Your task is to copy each line of the listing that contains the word "kappa".

———

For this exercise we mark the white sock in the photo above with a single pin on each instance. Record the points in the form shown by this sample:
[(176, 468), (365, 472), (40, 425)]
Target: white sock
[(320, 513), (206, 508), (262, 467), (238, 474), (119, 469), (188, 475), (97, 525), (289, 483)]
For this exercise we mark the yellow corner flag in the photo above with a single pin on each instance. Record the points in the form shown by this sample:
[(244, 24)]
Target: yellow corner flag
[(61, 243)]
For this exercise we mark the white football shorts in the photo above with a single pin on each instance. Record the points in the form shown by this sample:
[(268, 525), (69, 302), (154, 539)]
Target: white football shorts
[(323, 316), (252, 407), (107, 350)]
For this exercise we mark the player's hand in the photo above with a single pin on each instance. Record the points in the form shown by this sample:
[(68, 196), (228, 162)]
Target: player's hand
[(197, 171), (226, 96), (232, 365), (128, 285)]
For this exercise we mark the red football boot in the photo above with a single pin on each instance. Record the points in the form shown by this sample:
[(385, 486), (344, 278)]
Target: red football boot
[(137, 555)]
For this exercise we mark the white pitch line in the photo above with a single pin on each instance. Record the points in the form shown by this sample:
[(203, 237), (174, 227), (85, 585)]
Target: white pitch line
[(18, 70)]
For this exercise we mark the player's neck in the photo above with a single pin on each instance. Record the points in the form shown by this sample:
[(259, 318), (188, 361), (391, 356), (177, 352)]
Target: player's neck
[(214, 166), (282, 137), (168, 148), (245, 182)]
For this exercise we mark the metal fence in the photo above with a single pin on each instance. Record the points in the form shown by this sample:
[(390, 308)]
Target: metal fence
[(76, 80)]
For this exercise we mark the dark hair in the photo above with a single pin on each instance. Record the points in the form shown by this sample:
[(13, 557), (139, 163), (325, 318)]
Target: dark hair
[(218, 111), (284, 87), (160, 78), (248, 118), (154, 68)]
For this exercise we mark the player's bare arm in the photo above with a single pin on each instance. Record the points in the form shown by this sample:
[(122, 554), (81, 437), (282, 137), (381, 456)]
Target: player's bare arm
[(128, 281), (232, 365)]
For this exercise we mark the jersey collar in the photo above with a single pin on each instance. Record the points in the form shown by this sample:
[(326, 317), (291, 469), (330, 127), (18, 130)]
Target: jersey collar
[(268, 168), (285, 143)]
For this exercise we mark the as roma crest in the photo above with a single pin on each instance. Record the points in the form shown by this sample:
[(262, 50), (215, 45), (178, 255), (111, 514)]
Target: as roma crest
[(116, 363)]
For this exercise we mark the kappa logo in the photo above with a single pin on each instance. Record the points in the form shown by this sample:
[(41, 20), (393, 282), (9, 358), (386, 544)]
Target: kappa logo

———

> EXERCISE RESPONSE:
For this exercise we mark the kappa logo in the photo above with a single pin on each instance. Record the points in the form shown by this sample:
Target: kappa logo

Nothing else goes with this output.